PROBLEM DETAILS >>
How many lines in the rows below contain the string "rock", counting only matches with the same case? Reply with the number alone.

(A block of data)
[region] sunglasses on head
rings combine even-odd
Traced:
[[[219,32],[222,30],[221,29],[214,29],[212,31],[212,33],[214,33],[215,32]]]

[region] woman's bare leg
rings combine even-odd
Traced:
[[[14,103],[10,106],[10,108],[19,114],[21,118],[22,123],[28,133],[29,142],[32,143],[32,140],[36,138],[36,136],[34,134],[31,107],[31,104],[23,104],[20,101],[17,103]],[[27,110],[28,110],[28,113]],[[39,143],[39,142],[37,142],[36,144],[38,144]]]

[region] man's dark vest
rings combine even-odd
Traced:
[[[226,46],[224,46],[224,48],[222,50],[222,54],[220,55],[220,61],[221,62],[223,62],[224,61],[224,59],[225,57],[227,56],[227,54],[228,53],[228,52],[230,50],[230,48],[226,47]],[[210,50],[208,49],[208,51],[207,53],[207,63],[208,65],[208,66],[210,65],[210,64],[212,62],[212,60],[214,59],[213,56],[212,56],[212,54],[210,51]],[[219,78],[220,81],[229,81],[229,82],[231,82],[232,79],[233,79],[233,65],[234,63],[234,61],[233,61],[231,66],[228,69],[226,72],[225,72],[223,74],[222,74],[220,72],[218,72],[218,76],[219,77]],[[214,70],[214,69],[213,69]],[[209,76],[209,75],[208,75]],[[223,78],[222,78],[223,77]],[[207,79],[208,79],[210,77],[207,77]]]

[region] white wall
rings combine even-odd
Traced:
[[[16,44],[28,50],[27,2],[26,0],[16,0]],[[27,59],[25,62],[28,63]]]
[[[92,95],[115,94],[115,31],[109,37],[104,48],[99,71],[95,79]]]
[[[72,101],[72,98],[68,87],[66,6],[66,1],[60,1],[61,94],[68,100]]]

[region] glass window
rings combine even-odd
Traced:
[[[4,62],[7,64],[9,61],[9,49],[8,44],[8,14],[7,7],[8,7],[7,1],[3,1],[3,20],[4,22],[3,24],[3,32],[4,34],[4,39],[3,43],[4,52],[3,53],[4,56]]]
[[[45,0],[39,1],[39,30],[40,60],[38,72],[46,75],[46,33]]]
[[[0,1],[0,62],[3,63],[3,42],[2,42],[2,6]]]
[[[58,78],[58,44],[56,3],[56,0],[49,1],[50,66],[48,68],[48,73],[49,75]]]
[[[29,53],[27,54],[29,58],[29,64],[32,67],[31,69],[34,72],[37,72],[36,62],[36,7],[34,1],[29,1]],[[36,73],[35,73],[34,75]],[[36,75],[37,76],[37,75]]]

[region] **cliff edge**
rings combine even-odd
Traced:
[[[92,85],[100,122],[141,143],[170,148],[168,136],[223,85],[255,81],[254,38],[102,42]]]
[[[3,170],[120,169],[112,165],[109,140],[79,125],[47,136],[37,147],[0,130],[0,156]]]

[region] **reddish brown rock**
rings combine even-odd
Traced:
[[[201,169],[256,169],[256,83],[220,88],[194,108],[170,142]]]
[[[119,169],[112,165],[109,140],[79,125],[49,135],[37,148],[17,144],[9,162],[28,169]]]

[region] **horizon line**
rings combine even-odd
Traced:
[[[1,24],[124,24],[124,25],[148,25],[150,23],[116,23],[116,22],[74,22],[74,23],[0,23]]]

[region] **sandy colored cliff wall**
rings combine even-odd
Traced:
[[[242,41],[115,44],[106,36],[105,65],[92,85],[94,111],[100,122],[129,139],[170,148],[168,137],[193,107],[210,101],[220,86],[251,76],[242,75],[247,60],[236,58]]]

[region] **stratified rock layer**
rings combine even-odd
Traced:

SOLUTION >>
2